■ **Text**
-- -- --

OpenAI: Their own research reveals a troubling utility challenge

OpenAI’s latest research explores how people are using ChatGPT. Three big categories dominate the field. Writing (of which, thankfully, only a small portion is dedicated to producing fiction novels); Seeking information; and practical guidance.

In short, people are largely using the system for search, tarting up emails, and, worryingly, for advice and counselling.

The trouble for OpenAI is, none of these are uniquely provided by their solutions. Copilot, integrated into Microsoft Office, seems better placed to help writers. Google will have a thing to say about search. And practical guidance is set to be disrupted by trusted applications from governments, health authorities and a range of other applications that over time will benefit from missing the “big tech ick factor”.

Indeed, research suggests platform usage is tailing off. With even ChatGPT’s most loyal users finding less reasons to engage with the tool.

There is some light at the end of the tunnel. Among work-related conversations, use of the platform changes slightly. Writing still takes up the body. But making decisions and interpreting information climb higher up the list. For the enterprise, which will almost certainly become the key revenue source for the sector, helping workers become more productive is the target. OpenAI’s ability to rise higher up the value chain—from correcting typos in emails to helping make decisions based on complex data—will be the deciding factor in meaningful adoption.

Utility value matters when the technology isn’t cheap. While pricing is increasing, particularly for premium users and businesses, access to tools like ChatGPT continue to be largely funded by private equity. Were users to pick up the total cost today, they probably wouldn’t. OpenAI has two competing forces it needs to work on, bringing costs down, while bringing utility up. Helping the average user conjure up poetry and recipes will achieve neither.

-- -- --

■ **Entries supplied**
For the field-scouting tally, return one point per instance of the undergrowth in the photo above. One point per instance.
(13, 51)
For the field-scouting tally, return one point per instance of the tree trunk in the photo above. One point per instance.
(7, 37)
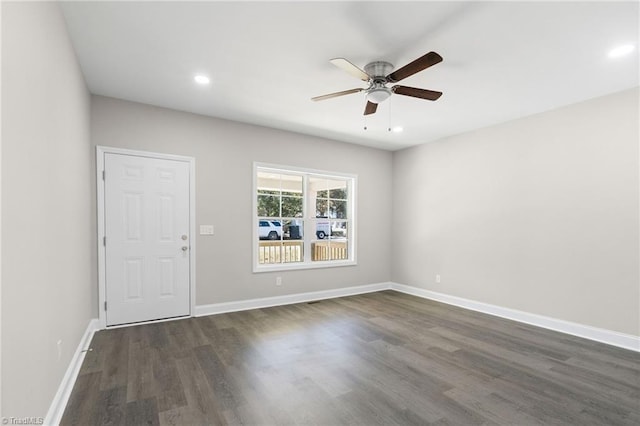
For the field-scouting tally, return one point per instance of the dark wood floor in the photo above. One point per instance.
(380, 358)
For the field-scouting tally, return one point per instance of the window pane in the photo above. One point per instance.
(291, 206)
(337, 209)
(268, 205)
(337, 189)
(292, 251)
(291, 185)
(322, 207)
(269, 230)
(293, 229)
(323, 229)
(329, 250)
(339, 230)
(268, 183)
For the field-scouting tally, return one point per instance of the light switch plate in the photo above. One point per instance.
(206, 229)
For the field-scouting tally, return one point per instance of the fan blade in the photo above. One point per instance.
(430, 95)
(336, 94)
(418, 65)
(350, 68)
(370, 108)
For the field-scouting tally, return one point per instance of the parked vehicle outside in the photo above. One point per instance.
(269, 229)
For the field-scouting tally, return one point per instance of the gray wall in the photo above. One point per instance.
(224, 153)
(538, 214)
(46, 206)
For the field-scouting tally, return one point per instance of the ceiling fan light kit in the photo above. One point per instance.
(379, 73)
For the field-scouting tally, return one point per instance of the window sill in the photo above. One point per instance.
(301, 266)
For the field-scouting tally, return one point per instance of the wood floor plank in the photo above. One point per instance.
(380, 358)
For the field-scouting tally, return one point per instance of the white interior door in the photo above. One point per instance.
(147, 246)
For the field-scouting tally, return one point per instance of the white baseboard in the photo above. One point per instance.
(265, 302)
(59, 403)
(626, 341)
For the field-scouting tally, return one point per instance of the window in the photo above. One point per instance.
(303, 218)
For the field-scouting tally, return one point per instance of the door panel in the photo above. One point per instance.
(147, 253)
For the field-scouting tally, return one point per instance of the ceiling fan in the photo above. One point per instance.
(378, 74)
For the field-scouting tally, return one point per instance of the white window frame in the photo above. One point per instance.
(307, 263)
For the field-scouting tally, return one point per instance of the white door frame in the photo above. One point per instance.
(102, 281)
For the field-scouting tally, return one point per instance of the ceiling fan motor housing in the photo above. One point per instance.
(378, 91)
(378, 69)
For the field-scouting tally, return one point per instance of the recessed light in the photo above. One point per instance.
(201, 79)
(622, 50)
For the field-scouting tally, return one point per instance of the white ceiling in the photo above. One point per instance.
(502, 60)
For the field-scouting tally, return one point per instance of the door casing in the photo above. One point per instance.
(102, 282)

-- -- --

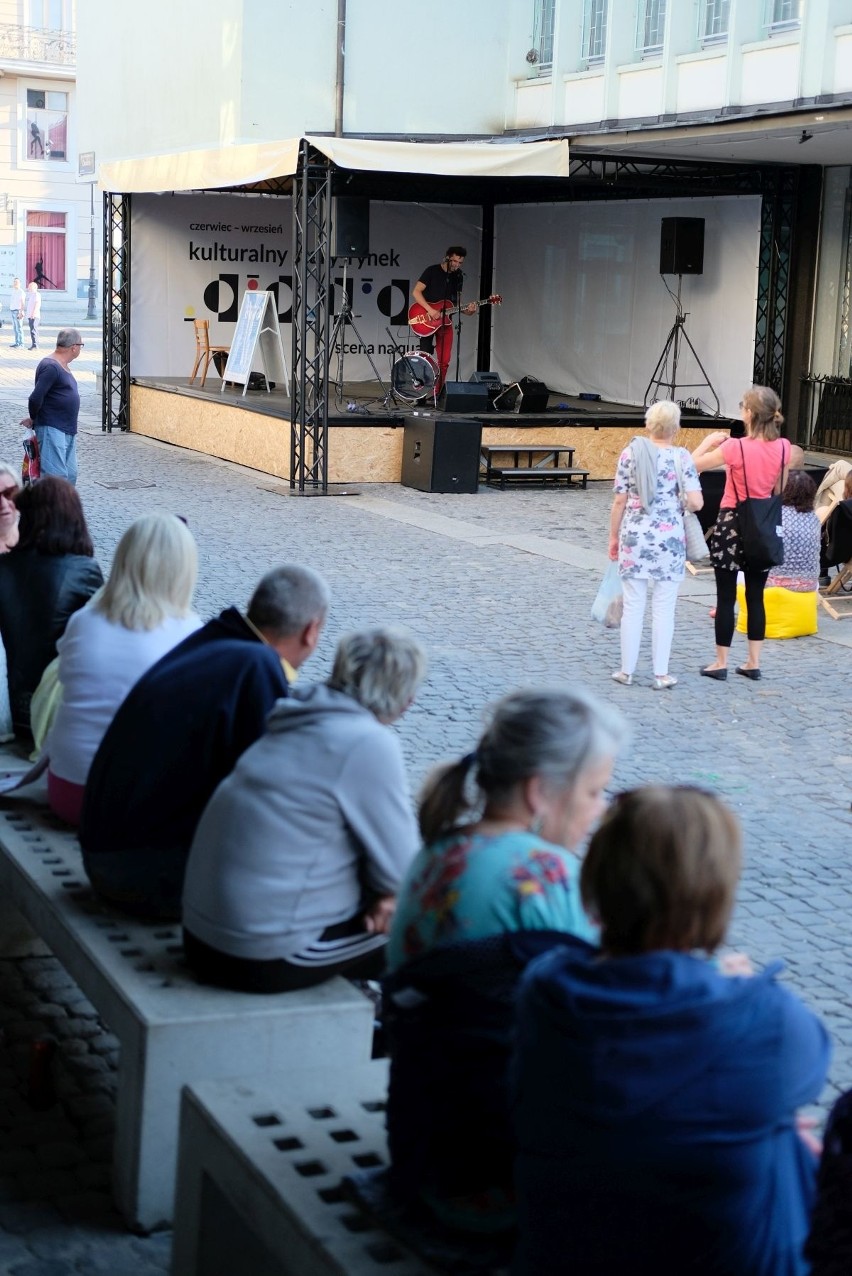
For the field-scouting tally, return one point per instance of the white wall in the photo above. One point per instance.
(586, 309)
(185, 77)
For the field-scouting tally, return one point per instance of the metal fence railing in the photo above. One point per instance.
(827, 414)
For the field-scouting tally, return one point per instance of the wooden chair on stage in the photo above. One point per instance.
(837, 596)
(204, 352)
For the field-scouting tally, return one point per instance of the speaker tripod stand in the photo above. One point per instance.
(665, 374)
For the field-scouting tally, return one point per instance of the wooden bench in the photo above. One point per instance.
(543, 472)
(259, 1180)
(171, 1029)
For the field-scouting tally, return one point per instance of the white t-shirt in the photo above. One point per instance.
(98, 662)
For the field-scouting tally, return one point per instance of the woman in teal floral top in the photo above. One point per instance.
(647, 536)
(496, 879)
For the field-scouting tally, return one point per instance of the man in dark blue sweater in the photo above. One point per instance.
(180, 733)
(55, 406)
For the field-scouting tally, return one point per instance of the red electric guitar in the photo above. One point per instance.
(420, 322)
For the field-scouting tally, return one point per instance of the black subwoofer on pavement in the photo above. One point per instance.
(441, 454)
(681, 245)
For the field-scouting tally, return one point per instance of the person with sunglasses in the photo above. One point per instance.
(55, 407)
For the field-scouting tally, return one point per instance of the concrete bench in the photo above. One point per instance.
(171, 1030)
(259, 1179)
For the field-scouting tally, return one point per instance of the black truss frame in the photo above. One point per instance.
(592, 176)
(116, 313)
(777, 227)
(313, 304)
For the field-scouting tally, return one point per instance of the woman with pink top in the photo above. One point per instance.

-- -- --

Reproduce the passage of the OpenAI article starting at "OpenAI’s latest research" and ending at "advice and counselling.". Rely only on the text about OpenAI's research; disregard the data.

■ **Output below**
OpenAI’s latest research explores how people are using ChatGPT. Three big categories dominate the field. Writing (of which, thankfully, only a small portion is dedicated to producing fiction novels); Seeking information; and practical guidance.

In short, people are largely using the system for search, tarting up emails, and, worryingly, for advice and counselling.